Task prompt:
Rescale every line of the material from the line containing "task | put a dot on every instance of the stove" through its final line, inclusive, reproducing the requests unchanged. In the answers, multiply each x and y point coordinate by 0.4 and round it to a whole number, with halves rounding up.

▽

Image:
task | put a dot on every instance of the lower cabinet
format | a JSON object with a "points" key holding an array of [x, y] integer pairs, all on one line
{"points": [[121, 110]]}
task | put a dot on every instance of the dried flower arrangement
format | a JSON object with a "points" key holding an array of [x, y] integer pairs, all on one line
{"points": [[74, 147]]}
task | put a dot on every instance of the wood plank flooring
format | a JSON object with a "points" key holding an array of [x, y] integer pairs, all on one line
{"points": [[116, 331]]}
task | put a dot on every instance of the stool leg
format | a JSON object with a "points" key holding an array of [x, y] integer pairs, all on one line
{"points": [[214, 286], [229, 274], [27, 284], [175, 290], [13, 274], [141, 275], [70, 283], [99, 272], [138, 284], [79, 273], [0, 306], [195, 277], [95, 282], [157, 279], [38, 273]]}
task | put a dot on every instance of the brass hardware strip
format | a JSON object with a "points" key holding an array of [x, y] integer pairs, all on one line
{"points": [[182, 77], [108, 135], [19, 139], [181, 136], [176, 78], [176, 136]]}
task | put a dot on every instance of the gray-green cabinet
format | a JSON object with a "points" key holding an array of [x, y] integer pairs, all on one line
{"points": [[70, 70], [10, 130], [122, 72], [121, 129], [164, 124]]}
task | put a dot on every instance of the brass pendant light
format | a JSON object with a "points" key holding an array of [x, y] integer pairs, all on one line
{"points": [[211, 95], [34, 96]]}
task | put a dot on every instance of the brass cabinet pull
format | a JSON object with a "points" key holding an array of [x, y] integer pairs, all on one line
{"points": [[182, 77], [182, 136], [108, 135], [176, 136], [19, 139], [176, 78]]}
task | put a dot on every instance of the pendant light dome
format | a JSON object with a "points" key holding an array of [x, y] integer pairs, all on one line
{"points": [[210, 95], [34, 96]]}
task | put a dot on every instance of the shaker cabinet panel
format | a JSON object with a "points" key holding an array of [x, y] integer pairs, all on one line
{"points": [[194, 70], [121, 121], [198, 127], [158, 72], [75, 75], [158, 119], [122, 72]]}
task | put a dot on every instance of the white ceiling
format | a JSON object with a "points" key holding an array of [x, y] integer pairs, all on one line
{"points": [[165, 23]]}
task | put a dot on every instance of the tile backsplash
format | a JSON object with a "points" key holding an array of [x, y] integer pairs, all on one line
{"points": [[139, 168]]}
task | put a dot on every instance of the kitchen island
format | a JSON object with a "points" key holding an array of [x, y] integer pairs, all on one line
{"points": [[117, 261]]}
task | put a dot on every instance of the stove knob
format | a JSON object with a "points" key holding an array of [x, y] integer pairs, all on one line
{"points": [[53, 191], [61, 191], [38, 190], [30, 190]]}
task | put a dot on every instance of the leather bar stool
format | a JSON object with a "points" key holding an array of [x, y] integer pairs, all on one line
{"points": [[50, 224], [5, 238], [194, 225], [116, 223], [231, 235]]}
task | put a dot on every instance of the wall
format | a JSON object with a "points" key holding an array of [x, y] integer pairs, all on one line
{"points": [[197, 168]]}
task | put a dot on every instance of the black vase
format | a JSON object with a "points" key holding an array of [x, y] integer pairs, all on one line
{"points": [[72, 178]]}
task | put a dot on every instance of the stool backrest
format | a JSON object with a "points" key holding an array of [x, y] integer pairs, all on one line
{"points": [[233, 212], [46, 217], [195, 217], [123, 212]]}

△

Result of the task:
task | put a dot on every instance of the stove knob
format | a JSON object with a "points" key holding an array of [x, y] integer pairs, all on one line
{"points": [[21, 76], [24, 76], [15, 76], [12, 76]]}
task | put a dot on every instance of the leather bar stool
format | a JSON object with a "points" key holding an array of [x, y] integer pairs, all on one line
{"points": [[20, 90], [2, 95], [78, 90], [46, 89], [92, 94]]}
task | put a dot on every instance of the wall
format | a JSON object with a "points" key holding an array of [x, y] integer pairs, all on one line
{"points": [[79, 67]]}
task | put a dot on every instance of the black vase
format | a JSON object with a "points" key holding an array of [x, y] integer pairs, all on one line
{"points": [[29, 71]]}
task | put a dot on every instance of the stool backrest
format | a JSON object with a "points" key holding an array of [x, y] integer pairs, all on one line
{"points": [[93, 85], [18, 87], [78, 87], [49, 85]]}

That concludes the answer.